* _Exercise objective_:
Keep only the lines that hold the string "accurate", filtering out the rest of the entries below.

=== Section Start ===

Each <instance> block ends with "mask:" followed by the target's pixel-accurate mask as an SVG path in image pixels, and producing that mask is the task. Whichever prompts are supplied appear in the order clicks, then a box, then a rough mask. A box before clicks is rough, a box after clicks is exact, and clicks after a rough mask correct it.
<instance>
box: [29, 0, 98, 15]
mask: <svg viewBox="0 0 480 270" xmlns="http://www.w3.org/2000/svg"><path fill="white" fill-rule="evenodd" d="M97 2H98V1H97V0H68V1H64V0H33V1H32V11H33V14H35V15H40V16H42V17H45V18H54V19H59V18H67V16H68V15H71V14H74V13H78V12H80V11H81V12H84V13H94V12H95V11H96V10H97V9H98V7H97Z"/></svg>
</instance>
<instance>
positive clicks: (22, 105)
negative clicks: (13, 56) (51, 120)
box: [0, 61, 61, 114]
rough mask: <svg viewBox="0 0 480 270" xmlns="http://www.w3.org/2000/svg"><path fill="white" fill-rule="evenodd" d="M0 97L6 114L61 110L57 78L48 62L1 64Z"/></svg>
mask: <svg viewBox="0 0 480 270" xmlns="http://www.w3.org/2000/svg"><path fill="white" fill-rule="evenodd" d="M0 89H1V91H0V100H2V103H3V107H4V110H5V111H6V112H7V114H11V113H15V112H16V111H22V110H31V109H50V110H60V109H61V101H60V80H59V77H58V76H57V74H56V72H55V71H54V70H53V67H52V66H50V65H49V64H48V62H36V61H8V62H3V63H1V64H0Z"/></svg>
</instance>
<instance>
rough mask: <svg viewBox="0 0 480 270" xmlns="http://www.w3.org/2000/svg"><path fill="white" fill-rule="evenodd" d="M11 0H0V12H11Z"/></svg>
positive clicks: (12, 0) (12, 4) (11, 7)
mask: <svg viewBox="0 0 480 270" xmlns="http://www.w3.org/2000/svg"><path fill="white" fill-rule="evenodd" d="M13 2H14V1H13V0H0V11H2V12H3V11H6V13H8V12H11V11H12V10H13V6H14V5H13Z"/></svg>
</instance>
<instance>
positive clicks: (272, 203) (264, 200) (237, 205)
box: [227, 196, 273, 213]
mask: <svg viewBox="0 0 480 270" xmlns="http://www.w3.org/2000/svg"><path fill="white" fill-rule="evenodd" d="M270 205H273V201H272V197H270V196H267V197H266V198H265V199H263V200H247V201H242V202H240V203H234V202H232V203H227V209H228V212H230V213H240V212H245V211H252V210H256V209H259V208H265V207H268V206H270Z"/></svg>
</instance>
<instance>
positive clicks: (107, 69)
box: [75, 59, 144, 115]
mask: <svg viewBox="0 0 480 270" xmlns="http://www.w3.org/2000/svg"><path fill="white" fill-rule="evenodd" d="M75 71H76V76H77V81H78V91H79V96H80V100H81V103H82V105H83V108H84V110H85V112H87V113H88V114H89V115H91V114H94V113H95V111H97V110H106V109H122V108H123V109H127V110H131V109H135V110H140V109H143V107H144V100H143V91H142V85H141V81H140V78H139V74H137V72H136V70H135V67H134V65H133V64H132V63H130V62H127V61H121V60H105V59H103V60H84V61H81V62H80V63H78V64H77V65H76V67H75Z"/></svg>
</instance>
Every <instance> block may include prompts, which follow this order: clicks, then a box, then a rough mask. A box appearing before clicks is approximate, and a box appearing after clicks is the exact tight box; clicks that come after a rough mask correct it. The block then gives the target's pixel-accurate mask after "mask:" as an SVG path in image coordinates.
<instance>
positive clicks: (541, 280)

=== Section End ===

* _Exercise output_:
Each <instance> block ends with "mask:" followed by the target's pixel-accurate mask as an SVG path in image pixels, and producing that mask is the task. Whichever prompts are supplied appear in the order clicks, then a box, then a rough mask. A box before clicks is rough, a box after clicks is exact, and clicks after a rough mask correct it.
Every <instance> block may include prompts, which follow this order: clicks, then a box, then a rough mask. A box appearing before clicks is approximate, and a box appearing after clicks is the exact tight box; clicks that come after a rough mask correct it. The block then gives the target's pixel-accurate mask after "mask:" as an SVG path in image coordinates.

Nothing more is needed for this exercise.